• Latihan: Salin kembali dengan persis data di bawah, mulai dari awal sampai baris yang memuat "[(37, 202)]", termasuk baris tersebut.

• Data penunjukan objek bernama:

━━━━

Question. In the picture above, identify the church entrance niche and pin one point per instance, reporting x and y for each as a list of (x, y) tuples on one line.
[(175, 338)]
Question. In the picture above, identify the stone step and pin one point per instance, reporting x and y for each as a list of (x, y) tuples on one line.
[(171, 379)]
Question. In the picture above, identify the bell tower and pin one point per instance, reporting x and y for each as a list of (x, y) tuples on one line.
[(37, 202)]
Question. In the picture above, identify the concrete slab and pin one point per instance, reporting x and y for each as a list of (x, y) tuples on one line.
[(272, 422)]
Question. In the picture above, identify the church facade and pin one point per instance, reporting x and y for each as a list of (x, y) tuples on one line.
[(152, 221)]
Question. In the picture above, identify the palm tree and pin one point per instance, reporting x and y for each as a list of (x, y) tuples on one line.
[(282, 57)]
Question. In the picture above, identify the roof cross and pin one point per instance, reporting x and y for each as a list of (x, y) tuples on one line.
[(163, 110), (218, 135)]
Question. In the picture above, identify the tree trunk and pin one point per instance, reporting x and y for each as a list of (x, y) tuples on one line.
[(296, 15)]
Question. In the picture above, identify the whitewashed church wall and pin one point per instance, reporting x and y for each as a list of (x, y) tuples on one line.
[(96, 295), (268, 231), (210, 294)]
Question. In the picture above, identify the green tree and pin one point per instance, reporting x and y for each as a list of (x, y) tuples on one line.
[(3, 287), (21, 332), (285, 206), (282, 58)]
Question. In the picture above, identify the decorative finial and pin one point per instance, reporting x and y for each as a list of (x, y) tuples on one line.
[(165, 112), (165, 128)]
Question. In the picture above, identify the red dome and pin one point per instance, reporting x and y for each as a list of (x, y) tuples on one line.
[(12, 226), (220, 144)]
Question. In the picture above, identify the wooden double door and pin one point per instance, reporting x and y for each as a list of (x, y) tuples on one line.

━━━━

• Tugas Selesai:
Question. In the picture above, identify the church entrance niche and pin one point per instance, reporting x and y for each as a list of (x, y) tuples on one line.
[(175, 338)]
Question. In the picture above, identify the stone step and pin one point per instance, reporting x and y for each as a list of (x, y) tuples on one line.
[(171, 379)]
Question. In the picture above, identify the bell tower and pin one point per instance, reporting x and y for each as a list of (x, y) tuples on one line.
[(37, 202)]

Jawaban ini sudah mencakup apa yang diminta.